• _Document text_
═══
Next in the folder are photographs taken at Bethells beach on the 19th of January 2014 so I must have gone there even though I can’t remember anything about it.
Bethells beach is one of my favourites. I camped there with friends for several days when I was 14 years old, a wee while ago now. It is one of the surf beaches on Auckland’s west coast. These beaches are broad and flat with fine, black sand and are known to be wild. They have claimed many lives because people find themselves dragged out to sea in the strong currents that lurk beneath the waves.
The west coast landscape is impressive. Looks like I forgot to photograph the sea and I have no idea whether the tide was in or out, whether I went for a swim, or even who I was with. But I doubt it was with my (then) recently acquired (and now no longer) male companion as he is not fond of long walks.
A rather grim Bethells beach looking northwest, probably late afternoon
I have been reading about the construction of a false self and how that can be toxic when people become attached to it. I can’t find an elegant way to incorporate it with this Bethells beach post so here it is, jammed in. Perhaps we find ourselves dragged beneath the waves and out to sea in the current of someone else’s false self that we unwittingly believe in.
This curiosity about ‘false selves’ has come about in relation to my recent break-up. Perhaps he had constructed a false self that I attached to and then when his true self emerged – on that fateful last night – it came as quite a shock. He went from being (the usual) Mr Nice-guy to (a foreign) Mr I-don’t-give-a-shit in a matter of minutes. Then he just walked out. And I haven’t heard from him since.
Anyway, which of his selves was false? Mr Charming or Mr I-don’t-care-a-single-bit? Both? And, how was I tricked for such a long time? The construction of a false persona is a HUGE topic. It has links to childhood trauma, narcissism, ego, borderline personality disorder… things I am now finding out about in relation to my parents.
═══
• _Material provided_
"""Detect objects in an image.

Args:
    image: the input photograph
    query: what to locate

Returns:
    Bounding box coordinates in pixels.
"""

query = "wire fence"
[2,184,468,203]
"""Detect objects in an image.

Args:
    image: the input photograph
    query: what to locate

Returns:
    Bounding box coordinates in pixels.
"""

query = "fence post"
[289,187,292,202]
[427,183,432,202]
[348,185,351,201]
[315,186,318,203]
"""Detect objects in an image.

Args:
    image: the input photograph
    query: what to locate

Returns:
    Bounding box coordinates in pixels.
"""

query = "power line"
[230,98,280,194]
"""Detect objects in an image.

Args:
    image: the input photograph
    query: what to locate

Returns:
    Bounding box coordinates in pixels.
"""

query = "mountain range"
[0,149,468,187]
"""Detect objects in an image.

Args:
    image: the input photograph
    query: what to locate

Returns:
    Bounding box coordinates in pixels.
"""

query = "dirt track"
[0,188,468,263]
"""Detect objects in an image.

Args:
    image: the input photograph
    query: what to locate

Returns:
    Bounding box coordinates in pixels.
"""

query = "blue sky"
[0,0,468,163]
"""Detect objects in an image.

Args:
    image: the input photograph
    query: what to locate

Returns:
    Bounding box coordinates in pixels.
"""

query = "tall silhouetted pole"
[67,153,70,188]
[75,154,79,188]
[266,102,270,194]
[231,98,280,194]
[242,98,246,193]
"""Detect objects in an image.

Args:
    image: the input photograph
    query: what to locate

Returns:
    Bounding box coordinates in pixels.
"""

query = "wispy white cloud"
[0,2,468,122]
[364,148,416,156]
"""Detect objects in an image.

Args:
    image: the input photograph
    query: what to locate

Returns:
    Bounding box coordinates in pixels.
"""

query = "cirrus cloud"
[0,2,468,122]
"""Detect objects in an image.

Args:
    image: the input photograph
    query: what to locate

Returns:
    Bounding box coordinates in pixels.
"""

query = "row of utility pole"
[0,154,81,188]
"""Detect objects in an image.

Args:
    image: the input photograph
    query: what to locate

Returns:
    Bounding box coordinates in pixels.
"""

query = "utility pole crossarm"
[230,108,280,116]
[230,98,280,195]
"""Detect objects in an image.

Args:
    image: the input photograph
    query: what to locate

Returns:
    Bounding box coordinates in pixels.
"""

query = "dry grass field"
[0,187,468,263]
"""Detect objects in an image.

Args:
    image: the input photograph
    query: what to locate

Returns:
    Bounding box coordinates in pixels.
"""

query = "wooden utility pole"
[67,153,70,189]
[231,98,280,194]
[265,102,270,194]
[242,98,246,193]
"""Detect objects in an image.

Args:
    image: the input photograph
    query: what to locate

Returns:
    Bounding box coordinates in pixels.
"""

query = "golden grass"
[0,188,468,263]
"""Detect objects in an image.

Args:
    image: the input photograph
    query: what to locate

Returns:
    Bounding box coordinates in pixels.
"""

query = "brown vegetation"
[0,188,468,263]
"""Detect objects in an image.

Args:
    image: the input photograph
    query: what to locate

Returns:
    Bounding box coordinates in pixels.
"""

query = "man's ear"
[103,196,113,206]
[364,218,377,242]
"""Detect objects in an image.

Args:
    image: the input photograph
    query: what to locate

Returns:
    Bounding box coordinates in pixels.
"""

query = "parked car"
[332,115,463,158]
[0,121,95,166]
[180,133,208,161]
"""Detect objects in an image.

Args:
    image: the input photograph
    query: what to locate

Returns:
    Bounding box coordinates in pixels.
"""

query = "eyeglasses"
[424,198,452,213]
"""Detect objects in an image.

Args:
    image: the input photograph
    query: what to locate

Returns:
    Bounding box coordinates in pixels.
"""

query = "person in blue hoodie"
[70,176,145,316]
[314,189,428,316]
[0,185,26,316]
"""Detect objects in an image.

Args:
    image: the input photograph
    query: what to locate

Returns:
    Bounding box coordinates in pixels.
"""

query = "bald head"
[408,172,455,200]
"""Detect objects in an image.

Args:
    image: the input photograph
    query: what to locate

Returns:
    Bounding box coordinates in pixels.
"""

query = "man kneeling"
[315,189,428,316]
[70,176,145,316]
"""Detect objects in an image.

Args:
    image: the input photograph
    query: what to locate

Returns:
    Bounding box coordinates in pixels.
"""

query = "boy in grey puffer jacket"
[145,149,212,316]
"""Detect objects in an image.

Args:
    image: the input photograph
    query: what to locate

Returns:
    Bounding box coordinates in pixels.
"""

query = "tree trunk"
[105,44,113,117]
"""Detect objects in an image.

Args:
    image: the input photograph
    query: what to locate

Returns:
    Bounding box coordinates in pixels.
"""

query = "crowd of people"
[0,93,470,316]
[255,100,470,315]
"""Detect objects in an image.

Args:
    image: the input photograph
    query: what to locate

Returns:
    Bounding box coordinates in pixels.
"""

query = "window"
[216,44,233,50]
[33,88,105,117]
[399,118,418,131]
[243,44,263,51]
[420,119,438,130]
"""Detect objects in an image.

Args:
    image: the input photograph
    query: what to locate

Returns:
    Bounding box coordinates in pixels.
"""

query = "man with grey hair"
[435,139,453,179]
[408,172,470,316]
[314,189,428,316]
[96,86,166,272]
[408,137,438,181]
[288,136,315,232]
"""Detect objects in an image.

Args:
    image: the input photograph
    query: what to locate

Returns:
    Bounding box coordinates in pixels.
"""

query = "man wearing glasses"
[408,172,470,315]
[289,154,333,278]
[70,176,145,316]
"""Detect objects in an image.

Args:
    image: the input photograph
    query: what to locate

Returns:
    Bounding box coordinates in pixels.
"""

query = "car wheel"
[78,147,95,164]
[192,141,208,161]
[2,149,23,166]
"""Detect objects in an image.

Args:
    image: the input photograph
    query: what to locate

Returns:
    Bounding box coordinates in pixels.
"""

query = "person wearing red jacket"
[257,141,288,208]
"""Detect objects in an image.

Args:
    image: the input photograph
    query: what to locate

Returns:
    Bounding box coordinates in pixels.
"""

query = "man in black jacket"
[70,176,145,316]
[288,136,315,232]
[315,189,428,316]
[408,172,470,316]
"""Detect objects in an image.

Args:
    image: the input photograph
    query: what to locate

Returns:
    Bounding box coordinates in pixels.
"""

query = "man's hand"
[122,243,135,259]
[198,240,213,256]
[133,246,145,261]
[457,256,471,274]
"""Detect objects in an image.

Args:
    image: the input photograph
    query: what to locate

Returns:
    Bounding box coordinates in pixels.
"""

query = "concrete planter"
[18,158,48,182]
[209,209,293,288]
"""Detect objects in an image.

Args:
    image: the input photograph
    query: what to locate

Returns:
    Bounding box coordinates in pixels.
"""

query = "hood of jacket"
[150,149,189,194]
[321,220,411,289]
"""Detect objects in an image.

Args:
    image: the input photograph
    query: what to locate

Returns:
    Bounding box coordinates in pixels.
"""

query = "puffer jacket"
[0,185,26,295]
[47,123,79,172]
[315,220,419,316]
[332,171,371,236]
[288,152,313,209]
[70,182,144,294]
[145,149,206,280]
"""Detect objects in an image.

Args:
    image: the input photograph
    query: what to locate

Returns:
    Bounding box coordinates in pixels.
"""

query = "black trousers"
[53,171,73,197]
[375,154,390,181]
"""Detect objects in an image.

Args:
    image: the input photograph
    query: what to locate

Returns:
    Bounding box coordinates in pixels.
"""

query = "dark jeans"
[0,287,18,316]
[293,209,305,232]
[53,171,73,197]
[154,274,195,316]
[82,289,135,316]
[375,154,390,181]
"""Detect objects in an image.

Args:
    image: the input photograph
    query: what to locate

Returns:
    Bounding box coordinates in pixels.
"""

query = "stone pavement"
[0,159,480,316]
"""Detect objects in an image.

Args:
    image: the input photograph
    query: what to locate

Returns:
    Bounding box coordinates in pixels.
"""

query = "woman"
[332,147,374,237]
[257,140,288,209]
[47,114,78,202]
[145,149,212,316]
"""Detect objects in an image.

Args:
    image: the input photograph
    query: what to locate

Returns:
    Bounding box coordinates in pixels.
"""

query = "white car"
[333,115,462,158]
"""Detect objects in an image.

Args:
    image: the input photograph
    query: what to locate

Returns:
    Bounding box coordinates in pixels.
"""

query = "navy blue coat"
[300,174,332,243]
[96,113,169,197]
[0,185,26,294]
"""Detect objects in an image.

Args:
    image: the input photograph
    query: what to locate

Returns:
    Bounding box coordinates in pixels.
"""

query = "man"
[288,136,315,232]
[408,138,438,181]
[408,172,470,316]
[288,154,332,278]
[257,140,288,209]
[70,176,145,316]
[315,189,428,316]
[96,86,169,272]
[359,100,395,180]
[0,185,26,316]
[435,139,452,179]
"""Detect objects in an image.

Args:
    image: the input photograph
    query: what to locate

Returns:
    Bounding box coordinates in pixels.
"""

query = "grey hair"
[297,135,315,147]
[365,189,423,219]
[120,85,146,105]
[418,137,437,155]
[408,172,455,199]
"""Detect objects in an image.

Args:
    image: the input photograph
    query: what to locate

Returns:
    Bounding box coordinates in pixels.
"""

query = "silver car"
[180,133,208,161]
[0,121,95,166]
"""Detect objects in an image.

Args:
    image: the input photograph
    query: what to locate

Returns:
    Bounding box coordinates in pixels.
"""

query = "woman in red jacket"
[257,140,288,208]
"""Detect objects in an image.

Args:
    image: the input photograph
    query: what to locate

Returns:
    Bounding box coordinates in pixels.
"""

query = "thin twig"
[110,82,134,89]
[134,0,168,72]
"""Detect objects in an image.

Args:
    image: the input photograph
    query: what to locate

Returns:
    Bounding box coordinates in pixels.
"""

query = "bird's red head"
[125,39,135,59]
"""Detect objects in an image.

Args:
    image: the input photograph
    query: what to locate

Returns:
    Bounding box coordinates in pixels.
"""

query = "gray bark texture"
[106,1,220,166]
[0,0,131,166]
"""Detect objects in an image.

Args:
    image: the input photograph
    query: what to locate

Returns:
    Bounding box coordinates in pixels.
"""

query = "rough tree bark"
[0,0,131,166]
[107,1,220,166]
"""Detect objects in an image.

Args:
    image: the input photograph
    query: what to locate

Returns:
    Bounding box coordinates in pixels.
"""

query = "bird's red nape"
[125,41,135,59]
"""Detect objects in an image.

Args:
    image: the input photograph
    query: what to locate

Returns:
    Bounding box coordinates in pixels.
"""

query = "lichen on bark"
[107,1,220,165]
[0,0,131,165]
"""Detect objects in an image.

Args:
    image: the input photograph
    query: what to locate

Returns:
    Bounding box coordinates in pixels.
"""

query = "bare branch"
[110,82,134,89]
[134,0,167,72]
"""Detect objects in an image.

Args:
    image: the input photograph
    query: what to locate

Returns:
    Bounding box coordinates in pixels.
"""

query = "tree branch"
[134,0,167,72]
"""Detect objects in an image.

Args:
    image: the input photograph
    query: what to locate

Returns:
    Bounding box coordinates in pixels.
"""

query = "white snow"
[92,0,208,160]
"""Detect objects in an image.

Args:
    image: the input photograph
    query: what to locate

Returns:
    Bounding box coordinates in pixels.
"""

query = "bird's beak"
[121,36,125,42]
═══
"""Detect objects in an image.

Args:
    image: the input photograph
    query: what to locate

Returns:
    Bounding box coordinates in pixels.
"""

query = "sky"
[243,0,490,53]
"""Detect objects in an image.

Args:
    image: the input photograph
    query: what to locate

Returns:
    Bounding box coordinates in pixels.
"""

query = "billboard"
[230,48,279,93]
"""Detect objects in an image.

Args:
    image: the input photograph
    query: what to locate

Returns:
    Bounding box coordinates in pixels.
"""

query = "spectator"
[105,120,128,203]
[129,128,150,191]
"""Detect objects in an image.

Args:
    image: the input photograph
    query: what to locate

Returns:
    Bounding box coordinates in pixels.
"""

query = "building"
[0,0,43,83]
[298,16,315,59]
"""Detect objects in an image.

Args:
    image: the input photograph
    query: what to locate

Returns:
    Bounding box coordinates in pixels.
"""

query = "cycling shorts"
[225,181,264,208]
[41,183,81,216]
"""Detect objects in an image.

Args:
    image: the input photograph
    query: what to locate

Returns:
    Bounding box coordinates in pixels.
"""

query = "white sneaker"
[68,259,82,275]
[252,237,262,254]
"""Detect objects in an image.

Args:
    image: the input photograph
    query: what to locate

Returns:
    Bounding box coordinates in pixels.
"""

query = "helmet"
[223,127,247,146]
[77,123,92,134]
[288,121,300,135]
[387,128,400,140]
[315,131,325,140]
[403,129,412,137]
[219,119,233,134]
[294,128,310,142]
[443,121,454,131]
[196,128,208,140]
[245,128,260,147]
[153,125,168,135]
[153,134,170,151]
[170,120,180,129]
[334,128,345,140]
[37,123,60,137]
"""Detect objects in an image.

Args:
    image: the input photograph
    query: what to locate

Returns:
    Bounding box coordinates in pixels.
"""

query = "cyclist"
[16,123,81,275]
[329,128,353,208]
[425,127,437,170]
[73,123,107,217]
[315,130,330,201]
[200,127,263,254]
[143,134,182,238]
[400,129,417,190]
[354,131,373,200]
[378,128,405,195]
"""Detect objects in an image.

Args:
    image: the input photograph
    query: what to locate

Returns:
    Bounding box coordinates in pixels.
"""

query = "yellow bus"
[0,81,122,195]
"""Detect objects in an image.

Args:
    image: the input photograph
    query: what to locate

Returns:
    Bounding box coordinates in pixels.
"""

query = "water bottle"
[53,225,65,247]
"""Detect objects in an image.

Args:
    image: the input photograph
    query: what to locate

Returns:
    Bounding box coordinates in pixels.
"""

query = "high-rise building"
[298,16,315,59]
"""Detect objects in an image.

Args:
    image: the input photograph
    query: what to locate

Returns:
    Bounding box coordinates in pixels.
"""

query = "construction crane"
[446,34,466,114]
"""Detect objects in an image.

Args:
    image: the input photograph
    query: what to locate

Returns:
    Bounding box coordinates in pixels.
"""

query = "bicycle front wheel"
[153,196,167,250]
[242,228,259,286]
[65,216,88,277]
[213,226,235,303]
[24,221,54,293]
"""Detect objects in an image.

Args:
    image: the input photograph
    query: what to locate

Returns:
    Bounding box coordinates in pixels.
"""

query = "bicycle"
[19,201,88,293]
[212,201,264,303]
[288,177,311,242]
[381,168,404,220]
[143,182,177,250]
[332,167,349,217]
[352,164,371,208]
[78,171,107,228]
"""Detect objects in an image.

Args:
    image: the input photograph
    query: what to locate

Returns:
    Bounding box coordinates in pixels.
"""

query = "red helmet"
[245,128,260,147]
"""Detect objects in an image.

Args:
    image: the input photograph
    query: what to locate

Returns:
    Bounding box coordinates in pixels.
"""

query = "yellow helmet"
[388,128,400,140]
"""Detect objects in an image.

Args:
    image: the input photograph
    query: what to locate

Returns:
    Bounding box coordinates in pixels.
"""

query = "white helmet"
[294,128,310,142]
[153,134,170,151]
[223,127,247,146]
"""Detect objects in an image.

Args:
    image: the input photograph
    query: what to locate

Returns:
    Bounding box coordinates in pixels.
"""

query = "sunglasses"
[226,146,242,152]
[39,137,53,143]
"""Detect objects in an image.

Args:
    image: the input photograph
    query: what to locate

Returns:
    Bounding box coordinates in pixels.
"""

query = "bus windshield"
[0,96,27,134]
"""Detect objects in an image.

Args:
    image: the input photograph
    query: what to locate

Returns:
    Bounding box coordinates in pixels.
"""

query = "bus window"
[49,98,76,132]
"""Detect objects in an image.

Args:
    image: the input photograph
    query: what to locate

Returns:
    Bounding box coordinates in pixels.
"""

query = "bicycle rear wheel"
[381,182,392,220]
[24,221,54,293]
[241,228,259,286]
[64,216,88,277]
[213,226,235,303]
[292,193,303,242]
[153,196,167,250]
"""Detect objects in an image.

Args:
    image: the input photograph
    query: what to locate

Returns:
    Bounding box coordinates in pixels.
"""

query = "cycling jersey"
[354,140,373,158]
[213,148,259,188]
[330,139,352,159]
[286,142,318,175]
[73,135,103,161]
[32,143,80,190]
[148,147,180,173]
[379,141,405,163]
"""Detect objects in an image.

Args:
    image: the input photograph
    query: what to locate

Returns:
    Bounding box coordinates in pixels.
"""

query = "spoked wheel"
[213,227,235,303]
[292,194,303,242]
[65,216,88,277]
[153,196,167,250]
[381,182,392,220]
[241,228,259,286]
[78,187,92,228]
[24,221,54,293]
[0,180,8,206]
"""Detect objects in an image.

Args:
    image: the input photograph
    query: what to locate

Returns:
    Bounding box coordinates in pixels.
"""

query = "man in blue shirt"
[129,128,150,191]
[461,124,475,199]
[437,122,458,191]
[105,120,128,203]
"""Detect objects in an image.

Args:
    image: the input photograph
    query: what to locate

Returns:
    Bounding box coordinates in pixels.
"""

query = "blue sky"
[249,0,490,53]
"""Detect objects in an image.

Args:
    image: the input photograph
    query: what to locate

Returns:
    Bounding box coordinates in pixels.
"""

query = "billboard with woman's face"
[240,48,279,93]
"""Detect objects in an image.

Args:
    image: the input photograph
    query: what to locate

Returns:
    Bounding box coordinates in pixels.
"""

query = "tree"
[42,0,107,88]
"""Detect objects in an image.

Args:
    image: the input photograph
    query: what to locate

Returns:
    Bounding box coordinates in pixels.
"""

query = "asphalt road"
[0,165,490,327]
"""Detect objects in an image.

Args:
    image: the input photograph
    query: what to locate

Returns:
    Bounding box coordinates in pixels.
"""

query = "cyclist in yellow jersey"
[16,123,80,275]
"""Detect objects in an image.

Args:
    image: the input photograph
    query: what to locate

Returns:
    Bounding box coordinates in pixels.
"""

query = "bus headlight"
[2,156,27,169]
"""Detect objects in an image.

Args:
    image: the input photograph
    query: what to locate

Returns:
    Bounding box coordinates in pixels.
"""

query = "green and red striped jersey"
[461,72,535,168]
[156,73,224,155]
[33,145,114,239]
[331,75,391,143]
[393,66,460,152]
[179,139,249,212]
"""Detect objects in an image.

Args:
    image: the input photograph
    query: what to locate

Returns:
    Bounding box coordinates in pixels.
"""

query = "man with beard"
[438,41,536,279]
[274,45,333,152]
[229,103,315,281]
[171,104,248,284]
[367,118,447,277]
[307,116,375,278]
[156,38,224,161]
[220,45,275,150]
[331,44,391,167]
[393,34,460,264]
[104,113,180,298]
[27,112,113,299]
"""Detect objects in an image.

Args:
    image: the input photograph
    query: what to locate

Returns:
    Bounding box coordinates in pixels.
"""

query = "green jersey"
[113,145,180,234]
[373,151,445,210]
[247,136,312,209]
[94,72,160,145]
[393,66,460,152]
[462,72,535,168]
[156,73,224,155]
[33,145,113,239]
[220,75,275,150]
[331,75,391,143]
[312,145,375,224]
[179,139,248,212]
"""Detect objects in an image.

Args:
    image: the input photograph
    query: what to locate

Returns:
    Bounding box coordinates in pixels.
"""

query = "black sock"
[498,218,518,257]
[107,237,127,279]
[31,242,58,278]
═══
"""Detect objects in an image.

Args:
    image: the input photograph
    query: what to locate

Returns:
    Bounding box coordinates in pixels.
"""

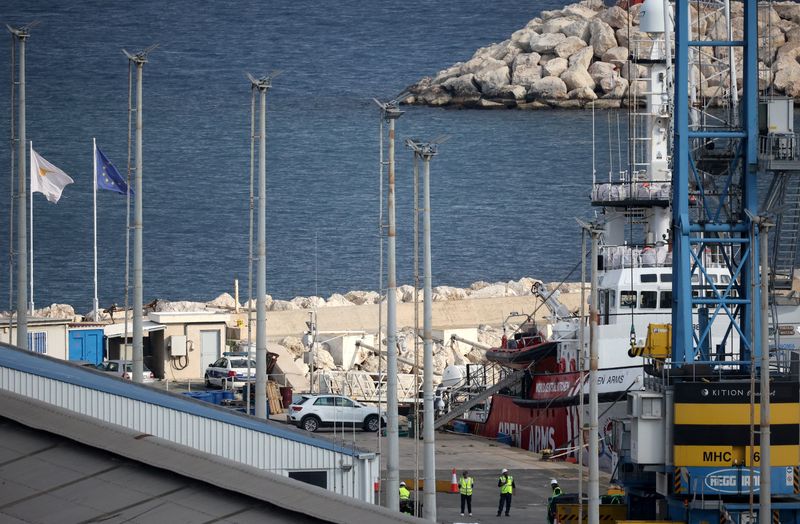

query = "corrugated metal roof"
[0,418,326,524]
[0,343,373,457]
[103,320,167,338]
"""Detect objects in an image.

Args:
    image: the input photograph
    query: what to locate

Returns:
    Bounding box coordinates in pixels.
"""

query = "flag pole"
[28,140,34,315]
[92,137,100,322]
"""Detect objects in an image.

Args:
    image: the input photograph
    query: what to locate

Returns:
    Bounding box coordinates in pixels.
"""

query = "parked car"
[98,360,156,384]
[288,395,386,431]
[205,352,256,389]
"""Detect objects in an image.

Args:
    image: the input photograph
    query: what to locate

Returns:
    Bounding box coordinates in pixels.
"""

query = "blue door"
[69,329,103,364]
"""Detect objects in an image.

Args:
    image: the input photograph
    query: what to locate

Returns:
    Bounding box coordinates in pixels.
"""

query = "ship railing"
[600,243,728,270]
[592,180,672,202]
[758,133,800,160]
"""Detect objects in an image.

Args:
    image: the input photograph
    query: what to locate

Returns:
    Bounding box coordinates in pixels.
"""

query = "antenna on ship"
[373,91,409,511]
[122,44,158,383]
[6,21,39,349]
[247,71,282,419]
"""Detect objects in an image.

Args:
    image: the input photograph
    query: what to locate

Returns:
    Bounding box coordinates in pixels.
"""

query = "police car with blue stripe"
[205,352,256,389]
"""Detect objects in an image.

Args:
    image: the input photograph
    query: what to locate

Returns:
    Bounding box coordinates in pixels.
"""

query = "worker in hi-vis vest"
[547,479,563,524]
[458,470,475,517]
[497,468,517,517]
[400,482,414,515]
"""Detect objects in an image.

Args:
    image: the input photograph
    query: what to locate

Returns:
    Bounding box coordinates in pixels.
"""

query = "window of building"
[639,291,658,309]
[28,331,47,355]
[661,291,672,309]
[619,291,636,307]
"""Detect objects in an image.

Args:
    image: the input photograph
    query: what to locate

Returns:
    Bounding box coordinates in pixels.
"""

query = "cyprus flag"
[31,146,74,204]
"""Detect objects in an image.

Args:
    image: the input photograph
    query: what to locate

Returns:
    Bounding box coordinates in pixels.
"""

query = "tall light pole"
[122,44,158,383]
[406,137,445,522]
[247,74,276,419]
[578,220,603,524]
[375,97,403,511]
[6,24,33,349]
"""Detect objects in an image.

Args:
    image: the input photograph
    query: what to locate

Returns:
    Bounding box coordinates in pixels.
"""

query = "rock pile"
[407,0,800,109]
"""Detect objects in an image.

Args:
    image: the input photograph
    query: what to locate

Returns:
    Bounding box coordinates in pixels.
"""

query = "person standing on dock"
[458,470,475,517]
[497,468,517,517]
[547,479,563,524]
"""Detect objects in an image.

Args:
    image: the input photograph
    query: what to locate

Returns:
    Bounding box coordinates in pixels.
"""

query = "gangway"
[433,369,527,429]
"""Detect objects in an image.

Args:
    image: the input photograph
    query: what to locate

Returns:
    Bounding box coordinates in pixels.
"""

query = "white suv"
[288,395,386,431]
═══
• _Exercise goal_
List every topic that the Bethells beach post above says the construction of a false persona has links to.

• _Output of the task_
childhood trauma, narcissism, ego, borderline personality disorder